A run of lines:

- - -

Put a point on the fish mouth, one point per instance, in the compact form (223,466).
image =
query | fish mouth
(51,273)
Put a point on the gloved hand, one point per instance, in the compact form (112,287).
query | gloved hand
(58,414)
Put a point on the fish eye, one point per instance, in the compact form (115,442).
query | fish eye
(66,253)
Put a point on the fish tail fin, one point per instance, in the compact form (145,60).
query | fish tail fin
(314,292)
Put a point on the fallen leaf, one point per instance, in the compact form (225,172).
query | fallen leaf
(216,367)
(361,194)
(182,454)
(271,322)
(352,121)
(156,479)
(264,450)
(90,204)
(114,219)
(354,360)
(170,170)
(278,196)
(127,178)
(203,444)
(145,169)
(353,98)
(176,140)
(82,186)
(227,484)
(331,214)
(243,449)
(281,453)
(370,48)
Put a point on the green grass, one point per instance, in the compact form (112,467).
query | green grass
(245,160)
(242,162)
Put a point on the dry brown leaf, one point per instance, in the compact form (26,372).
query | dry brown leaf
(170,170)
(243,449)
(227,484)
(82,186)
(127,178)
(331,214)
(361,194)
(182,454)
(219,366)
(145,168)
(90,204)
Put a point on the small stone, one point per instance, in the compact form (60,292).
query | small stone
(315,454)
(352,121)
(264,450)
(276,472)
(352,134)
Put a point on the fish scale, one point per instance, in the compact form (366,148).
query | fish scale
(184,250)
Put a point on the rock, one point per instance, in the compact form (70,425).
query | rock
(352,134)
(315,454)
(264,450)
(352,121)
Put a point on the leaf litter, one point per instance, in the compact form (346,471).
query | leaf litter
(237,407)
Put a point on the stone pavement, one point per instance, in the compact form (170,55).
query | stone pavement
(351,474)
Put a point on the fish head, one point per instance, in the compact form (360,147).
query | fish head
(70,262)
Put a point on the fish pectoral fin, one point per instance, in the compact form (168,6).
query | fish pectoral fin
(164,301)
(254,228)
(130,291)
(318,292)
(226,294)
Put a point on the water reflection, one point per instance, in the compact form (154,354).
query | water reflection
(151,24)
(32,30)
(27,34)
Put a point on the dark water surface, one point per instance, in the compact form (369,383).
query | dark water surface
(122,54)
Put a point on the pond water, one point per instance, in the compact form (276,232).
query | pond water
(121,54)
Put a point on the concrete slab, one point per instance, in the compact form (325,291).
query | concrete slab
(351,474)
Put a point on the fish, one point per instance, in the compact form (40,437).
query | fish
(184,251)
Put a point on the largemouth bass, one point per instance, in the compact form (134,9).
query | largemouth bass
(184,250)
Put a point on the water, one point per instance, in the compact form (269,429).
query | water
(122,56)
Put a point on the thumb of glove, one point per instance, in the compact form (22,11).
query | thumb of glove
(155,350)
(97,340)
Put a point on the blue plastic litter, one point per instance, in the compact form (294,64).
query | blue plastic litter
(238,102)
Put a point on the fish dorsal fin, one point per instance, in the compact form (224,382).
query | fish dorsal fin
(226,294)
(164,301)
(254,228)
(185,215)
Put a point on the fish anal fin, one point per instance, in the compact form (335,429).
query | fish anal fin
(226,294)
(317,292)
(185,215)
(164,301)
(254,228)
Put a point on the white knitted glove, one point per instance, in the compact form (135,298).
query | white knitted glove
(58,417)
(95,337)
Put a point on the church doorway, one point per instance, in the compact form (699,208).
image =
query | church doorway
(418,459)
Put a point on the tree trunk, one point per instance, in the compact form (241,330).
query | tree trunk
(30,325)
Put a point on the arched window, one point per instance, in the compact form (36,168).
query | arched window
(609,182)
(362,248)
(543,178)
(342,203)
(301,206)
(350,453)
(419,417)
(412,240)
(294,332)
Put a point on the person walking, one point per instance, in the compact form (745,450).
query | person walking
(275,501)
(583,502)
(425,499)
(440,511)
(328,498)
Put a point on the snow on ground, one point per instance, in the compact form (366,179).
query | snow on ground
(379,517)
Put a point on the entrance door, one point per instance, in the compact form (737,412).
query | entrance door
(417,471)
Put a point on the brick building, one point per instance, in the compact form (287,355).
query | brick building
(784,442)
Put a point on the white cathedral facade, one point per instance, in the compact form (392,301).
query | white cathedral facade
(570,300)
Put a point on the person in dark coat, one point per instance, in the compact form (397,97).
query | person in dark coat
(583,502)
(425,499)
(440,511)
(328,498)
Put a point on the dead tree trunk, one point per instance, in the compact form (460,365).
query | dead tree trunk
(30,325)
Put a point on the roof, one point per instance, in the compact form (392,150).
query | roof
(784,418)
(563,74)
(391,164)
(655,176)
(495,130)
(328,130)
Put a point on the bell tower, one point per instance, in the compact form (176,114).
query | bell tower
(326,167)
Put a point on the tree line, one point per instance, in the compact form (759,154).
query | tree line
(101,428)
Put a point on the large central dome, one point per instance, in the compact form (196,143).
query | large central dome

- - -

**CHALLENGE**
Quote all of the lines above word for word.

**ANSWER TO THE EXERCISE**
Put a point on the fish mouth, one point per instance, in the compact form (223,466).
image =
query | fish mouth
(51,273)
Put a point on the gloved hand, one point per instance, in the compact form (112,287).
query | gloved hand
(58,414)
Put a point on the fish eye, one point per instance, in the compact form (115,442).
query | fish eye
(66,253)
Put a point on the fish tail fin, one point per instance, in the compact form (145,60).
query | fish tail fin
(314,292)
Put a point on the fallen leaf, one point per instance, in the compact form (225,172).
query | fallen leaf
(216,367)
(361,194)
(182,454)
(271,322)
(352,121)
(156,479)
(264,450)
(90,204)
(114,219)
(354,360)
(170,170)
(278,196)
(127,178)
(203,444)
(145,169)
(353,98)
(176,140)
(82,186)
(227,484)
(331,214)
(243,449)
(281,453)
(370,48)
Put a point on the green grass, one point per instance, in the compact form (112,467).
query | green grass
(245,160)
(242,162)
Put a point on the dry brown leaf, one point per instance, in the compact form (26,372).
query | dry brown leaf
(170,170)
(243,449)
(227,484)
(82,186)
(127,178)
(331,214)
(361,194)
(182,454)
(219,366)
(145,168)
(90,204)
Put a point on the small stone, one point per instance, in the compact form (60,292).
query | small stone
(315,454)
(352,121)
(264,450)
(276,472)
(352,134)
Put a point on the fish scale, one point per instance, in the compact form (366,148).
query | fish scale
(184,250)
Put a point on the rock, one point per instance, in the compact form (70,425).
query | rock
(352,134)
(315,454)
(264,450)
(352,121)
Put a point on the leaf litter, one point per instance, in the compact form (346,471).
query | leaf litter
(237,407)
Put a point on the stone pavement, one point per instance, in the compact form (170,55).
query | stone pavement
(351,474)
Put a point on the fish head, one point per instance, in the compact form (360,147).
query | fish head
(70,262)
Put a point on the fish pectoral fin, one point per instance, in the compact form (168,6).
query | fish pectoral fin
(164,301)
(254,228)
(130,291)
(318,292)
(226,294)
Put a point on the water reflection, one point per instance, in the compact form (154,354).
query | water reflection
(151,24)
(32,30)
(27,34)
Put a point on the dark water surface, one point per instance, in the compact form (369,383).
query | dark water surface
(122,54)
Put a point on the pond water, one point per instance, in the compact form (276,232).
query | pond water
(121,54)
Put a point on the concrete slab, one point per instance, in the compact form (325,291).
query | concrete slab
(351,474)
Put a point on the fish, one point per instance, in the compact form (40,437).
query | fish
(184,251)
Put a point on the largemouth bass, one point per instance, in the compact form (134,9).
query | largemouth bass
(184,250)
Put a point on the water, one point per instance, in the compact form (269,429).
query | water
(122,56)
Put a point on the thumb of glove, one point per instance, in the compact form (22,11).
query | thumb of glove
(155,350)
(97,340)
Put a point on the blue plastic litter, one point per instance, in the compact form (294,64).
query | blue plastic litter
(238,102)
Put a point on the fish dorsal fin, one point per instance, in the compact form (224,382).
query | fish dorsal fin
(226,294)
(164,301)
(254,228)
(185,215)
Put a point on the fish anal fin, one point per instance, in the compact form (335,429).
query | fish anal fin
(226,294)
(317,292)
(185,215)
(164,301)
(254,228)
Put a point on the white knitted glove, one point per instance, in the compact form (135,298).
query | white knitted glove
(58,417)
(95,337)
Put a point on the church doorway, one point per instance, in the compact form (699,208).
image =
query | church doorway
(418,459)
Put a point on the tree trunk, one point per instance, in the compact form (241,330).
query | tree trunk
(30,325)
Put a point on the arched window, one point per instance, in the compact form (36,168).
query | arched window
(609,182)
(362,248)
(543,178)
(342,203)
(301,206)
(350,453)
(419,417)
(412,240)
(294,332)
Put a point on the person walking, one point per instance, in the compact form (745,450).
query | person walking
(275,501)
(583,502)
(425,499)
(440,511)
(328,498)
Put a point on the snow on ground, one point per instance, in the compact form (366,179).
query | snow on ground
(379,517)
Put a point on the entrance door, one point per instance, in the compact form (737,412).
query | entrance door
(417,471)
Put a point on the brick building, one point per instance, in the compact form (287,355).
query | brick building
(784,442)
Put a point on the white cathedral facade, one point per instance, in the compact form (392,301).
query | white cathedral facade
(570,300)
Put a point on the person in dark coat, one point per instance, in the compact form (397,97).
query | person in dark coat
(583,502)
(425,499)
(440,511)
(328,498)
Put a point on the dead tree trunk, one point per instance, in the compact form (460,365).
query | dead tree trunk
(30,325)
Put a point on the roof, one point per instance, in the compact form (392,150).
query | roof
(784,418)
(563,74)
(391,164)
(655,176)
(495,130)
(328,130)
Put a point on the bell tower, one point per instance, in the compact form (176,114).
query | bell tower
(326,167)
Put a point on the tree line, one point per instance, in the compact form (759,154).
query | tree line
(101,428)
Put a point on the large central dome, one point per instance, in the compact form (196,143).
query | large central dome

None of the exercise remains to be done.